### 本文抜粋
水に流す、という言葉もあるように、祀りそのものが水とリンクしている部分も強いので、その点で今作はそのあたりを統合的に上手く組み込み、水を起点とした世界像の変化、というのを組み込んでいるのは中々面白い発想だったなと感じます。
史実の義経が、あれだけ正史的な有り様では不幸な最期を遂げているのに、きちんと祀られた形跡がない、という点からの逆算として、今回の物語の軸に据えているのも見事ですし、そこは非常に説得力があったんじゃないかなと感じます。
勿論その点、貴族と武士の在り方は違う、という反論も出来るのですけど、頼朝の性格からすれば、という蓋然性は確かにありますし、同時に正しく祀る、という事の難しさも浮き彫りにしています。
名は体を表す、というように、怨霊を鎮める上で、その正しい名を知り、正しく祀る必要があるのは絶対的要因で。
だからこそこのタイトルでの祀りは、長く維持してきたにせよ最後には破綻し、それを司る一族の、主人公の兄が犠牲になっている、というキーイベントを構成しているのですよね。
ただし、本来の歴史の中で鬼一の正体が明らかになっていたとしても、それが祀られていたかどうか、というのは出てきます。
これが将門なら間違いなく祀られるのですよね。あくまでも怨霊とは不遇の道を歩んだものに対してで、裏を返せばそれを断罪した側に後ろめたさがあるかどうか、というのが、日本の怨霊信仰のひとつの鍵でもあります。
要するに、興世王みたいな太鼓持ちの自業自得と思われる野心家タイプの恨みつらみは、基本スルーされるわけです。
日本ならスルーされるだけで済みますけど、仮に中国とかだと、こういう英雄を唆してダメにした悪人タイプは、わざわざ未来永劫に渡って貶されるために、逆の意味で祀られたりします。
岳飛を陥れた秦檜とかがその代表例ですね。
ただ、あくまでも生理的な問題として考えるなら、怨みって主観的な感情であるのは間違いないんですよね。
周りの人間が、さぞあんな仕打ちをして怨まれているに違いない、と戦慄しても、実際本人がどう感じていたか、というのは別物ですし、畢竟怨霊信仰ってのは後ろめたさが呼ぶ恐怖の幻影、とも言えて、その辺りの解釈は難しいところです。
つまり逆に言えば、周りの人間が自業自得と見做して、後ろめたさを覚えないような死に様であろうと、本人が強い怨みを抱いていれば怨霊になり得る可能性はある、とは言えます。
もっとも怨霊とは、神仏と一緒でそれを信じるものが多いほど力を得る、という点はあるので、だからこそ鬼一も、死して尚将門の虎の威を借る事で力を増そうと姑息に企んでいた、とは考えられるでしょう。
######
取り組む課題 ::
1. 怨霊と祀りについての文章に出てくる人名を、初めて登場する順にすべて書き出せ。
2. 怨霊と祀りについての文章をもとに、次の問いにそれぞれ答えよ。
(a) 怨霊を鎮める上で絶対的要因とされているのは何か。
(b) このタイトルでの祀りが最後に破綻した際、犠牲になったのは誰か。
(c) 中国で逆の意味で祀られる悪人タイプの代表例として挙げられているのは誰か。
3. 怨霊と祀りについての文章のうち、「もっとも怨霊とは」で始まる段落を、主な内容を保ったまま箇条書きに書き改めよ。
### 提示資料
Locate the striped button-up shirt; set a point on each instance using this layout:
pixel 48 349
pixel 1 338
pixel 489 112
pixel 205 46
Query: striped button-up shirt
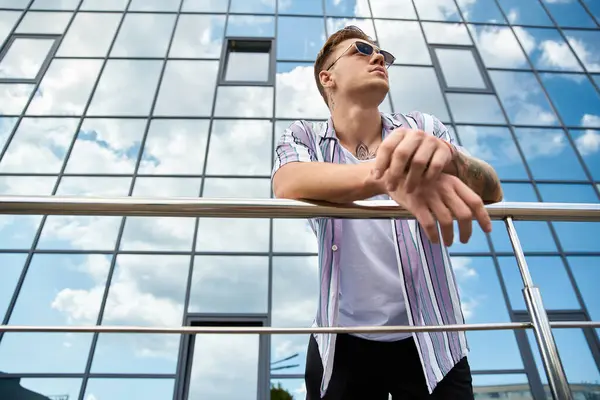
pixel 430 289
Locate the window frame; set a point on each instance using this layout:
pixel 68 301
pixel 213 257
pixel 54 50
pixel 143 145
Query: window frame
pixel 51 53
pixel 186 349
pixel 244 44
pixel 478 61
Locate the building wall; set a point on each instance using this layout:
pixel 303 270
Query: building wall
pixel 139 98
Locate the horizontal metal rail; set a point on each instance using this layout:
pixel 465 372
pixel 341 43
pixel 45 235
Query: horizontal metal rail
pixel 273 330
pixel 270 208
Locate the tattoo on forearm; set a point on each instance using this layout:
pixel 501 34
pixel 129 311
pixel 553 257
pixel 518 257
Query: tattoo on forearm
pixel 478 177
######
課題ごとの解答 ::
1.
義経
頼朝
鬼一
将門
興世王
岳飛
秦檜

2.
(a) その正しい名を知り、正しく祀ること。
(b) 祀りを司る一族の、主人公の兄。
(c) 岳飛を陥れた秦檜。

3.
- 怨霊は神仏と同じく、それを信じる者が多いほど力を得る。
- そのため鬼一も、死してなお将門の虎の威を借りて力を増そうと姑息に企んでいたと考えられる。